» **Material supplied**
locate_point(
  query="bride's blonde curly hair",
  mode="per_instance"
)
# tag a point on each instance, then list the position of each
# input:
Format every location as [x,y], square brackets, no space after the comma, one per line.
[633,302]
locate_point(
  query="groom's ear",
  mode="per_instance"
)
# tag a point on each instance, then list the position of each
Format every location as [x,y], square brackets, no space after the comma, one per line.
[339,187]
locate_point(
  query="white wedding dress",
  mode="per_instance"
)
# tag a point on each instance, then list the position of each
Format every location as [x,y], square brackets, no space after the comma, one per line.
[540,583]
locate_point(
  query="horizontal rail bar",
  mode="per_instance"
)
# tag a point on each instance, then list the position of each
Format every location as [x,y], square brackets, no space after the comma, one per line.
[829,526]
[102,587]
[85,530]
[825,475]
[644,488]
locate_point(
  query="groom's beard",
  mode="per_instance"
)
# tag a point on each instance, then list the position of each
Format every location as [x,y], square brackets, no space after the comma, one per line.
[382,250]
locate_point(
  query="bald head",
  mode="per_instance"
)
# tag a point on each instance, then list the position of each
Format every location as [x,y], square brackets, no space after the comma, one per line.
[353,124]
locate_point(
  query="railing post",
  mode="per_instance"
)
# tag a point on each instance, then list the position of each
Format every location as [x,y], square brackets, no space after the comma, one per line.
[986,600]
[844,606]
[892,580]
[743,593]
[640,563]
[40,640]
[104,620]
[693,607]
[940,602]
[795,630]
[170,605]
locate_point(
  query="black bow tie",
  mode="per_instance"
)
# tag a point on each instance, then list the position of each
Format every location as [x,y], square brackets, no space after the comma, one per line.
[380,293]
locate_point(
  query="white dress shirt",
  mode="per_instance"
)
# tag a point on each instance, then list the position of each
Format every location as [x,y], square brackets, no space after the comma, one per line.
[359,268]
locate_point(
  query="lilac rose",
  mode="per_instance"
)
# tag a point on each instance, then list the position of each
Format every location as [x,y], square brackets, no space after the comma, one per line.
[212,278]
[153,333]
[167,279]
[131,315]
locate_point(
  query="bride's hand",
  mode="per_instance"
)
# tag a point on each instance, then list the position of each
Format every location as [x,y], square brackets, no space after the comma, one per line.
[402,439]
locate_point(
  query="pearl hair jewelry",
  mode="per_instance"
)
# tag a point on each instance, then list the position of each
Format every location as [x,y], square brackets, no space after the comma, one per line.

» **Written problem**
Tally the lines in the listing above that contain the word "white", and reply with only the number.

» **Response below**
2